• [Work to complete]: Copy the part of the piece about smallness starting at "This morning upon" and ending at "this mind is.".

[start Source]

I was bestowed with smallness the other day. To be exact, it came on Saturday night when I suddenly felt I was not rightfully myself, and I found myself feeling uncomfortable, a clear contrast of what I was not just a moment ago before it happened. I could not put a finger to it, but I just knew it entered into my space. I woke up the next morning feeling a little depressed, probably a little useless too and it accelerated itself until late that night when I was supposed to work overnight for a rushed project. But I did not; I just give up and went to sleep at 2am, feeling terrible.
This morning upon waking up, it overwhelmed me some more with darn smallness when a guy whom I made prior appointment to meet this morning made me perceived him as trying to make me small. The mind was scheming every moment, not present to him, trying to get out from it, seeing him wrong in every moment. So strange how this mind is.

[end Source]
[start Excerpted records]

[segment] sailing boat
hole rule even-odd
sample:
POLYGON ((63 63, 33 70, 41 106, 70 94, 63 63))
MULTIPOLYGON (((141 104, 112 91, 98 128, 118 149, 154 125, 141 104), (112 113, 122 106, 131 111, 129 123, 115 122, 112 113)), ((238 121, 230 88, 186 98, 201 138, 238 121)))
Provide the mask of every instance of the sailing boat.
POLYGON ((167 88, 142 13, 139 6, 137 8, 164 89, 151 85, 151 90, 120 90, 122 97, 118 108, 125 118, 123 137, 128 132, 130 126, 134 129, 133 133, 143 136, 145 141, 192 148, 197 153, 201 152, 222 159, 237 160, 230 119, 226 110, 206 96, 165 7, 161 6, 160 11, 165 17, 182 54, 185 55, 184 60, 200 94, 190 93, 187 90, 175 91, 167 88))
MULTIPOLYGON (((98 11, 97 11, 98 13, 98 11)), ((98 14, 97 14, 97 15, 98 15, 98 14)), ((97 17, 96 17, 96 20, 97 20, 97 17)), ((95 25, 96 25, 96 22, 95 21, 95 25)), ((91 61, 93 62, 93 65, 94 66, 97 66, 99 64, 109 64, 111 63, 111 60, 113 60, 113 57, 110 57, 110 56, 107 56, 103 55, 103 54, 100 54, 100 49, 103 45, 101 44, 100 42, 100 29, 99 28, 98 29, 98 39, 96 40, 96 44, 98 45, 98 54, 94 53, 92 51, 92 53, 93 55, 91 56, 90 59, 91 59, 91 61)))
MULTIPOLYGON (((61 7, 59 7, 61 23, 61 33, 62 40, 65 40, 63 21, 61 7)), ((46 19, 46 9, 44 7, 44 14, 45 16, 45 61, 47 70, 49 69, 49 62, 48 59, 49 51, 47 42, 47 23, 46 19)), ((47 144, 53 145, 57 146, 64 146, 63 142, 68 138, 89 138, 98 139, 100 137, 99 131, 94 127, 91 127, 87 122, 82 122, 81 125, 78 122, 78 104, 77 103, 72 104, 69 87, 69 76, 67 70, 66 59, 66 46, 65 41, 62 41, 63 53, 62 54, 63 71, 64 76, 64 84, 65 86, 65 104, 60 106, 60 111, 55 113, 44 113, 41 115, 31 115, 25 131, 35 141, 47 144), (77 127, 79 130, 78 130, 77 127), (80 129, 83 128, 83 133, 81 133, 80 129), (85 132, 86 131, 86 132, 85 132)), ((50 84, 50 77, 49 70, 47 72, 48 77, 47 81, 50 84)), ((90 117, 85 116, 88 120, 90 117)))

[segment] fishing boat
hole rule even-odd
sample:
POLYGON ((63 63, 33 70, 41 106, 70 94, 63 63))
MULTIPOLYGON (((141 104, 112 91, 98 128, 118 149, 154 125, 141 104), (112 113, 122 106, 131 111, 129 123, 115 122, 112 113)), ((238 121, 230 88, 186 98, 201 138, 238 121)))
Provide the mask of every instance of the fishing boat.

[end Excerpted records]

• [Complete output]:
This morning upon waking up, it overwhelmed me some more with darn smallness when a guy whom I made prior appointment to meet this morning made me perceived him as trying to make me small. The mind was scheming every moment, not present to him, trying to get out from it, seeing him wrong in every moment. So strange how this mind is.